Can you render the records, from their first line through the line containing "point(481, 211)" (both included), as a JSON list of strings with one string per line, skipping blank lines and leaving out the pictures?

>>>>>

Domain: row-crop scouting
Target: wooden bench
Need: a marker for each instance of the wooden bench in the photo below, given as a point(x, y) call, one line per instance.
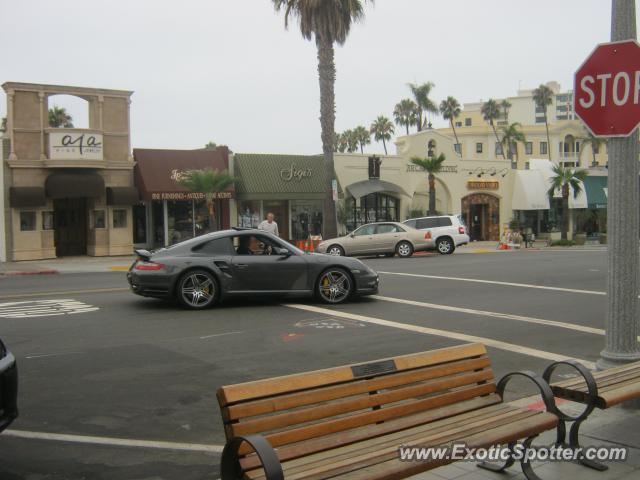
point(349, 422)
point(602, 390)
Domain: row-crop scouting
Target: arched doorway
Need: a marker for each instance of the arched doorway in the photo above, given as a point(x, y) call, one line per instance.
point(481, 211)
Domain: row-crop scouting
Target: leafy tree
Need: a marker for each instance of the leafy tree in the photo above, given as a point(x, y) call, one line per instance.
point(511, 135)
point(431, 165)
point(450, 110)
point(566, 179)
point(328, 22)
point(595, 142)
point(405, 114)
point(543, 97)
point(491, 112)
point(382, 129)
point(362, 136)
point(425, 104)
point(210, 182)
point(59, 118)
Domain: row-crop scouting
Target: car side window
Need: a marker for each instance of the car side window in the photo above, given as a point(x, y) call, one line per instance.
point(219, 246)
point(366, 230)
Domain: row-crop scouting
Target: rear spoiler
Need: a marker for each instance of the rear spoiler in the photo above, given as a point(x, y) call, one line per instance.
point(143, 254)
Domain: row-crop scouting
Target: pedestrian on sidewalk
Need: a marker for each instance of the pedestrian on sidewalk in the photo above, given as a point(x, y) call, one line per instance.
point(269, 225)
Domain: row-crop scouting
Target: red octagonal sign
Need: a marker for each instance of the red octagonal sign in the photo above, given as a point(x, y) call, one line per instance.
point(607, 89)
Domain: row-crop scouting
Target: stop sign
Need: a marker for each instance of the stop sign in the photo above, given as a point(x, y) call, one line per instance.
point(607, 89)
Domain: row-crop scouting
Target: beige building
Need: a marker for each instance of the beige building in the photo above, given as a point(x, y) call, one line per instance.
point(67, 191)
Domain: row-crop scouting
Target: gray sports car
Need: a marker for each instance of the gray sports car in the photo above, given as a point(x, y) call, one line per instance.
point(204, 270)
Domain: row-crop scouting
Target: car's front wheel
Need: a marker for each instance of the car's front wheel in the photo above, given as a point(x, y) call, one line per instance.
point(445, 246)
point(197, 289)
point(334, 286)
point(404, 249)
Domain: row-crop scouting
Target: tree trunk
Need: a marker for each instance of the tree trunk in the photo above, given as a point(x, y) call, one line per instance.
point(432, 194)
point(327, 78)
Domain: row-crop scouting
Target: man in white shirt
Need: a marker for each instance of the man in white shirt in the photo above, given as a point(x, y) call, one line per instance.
point(269, 225)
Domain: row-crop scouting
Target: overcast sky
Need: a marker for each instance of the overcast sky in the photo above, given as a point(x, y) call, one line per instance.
point(227, 71)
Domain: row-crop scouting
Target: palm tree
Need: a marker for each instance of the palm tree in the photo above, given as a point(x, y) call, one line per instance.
point(566, 179)
point(382, 129)
point(362, 136)
point(431, 165)
point(491, 112)
point(405, 113)
point(210, 182)
point(511, 135)
point(328, 23)
point(59, 118)
point(543, 97)
point(505, 105)
point(425, 104)
point(450, 110)
point(595, 142)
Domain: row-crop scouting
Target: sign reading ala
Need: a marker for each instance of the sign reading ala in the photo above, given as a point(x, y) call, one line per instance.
point(607, 89)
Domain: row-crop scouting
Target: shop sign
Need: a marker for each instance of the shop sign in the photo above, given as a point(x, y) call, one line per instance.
point(294, 173)
point(188, 195)
point(483, 185)
point(445, 169)
point(67, 145)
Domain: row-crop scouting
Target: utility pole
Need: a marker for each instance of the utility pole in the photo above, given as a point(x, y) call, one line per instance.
point(623, 225)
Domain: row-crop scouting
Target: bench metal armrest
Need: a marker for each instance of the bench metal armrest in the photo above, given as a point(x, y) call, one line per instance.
point(543, 387)
point(592, 386)
point(230, 466)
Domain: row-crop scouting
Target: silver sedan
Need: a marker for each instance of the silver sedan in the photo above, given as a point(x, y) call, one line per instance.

<<<<<

■ **Correct result**
[
  "Domain: row-crop scouting",
  "Target: wooden bench",
  "Need: a marker for each instance of the wooden bench in the photo below, given as a point(x, y) call, one line per instance.",
  "point(349, 422)",
  "point(602, 390)",
  "Domain: row-crop scouting",
  "Target: arched doorway",
  "Need: a marker for each instance of the arched doorway in the photo above, given as a point(x, y) call, one line per instance.",
  "point(481, 211)"
]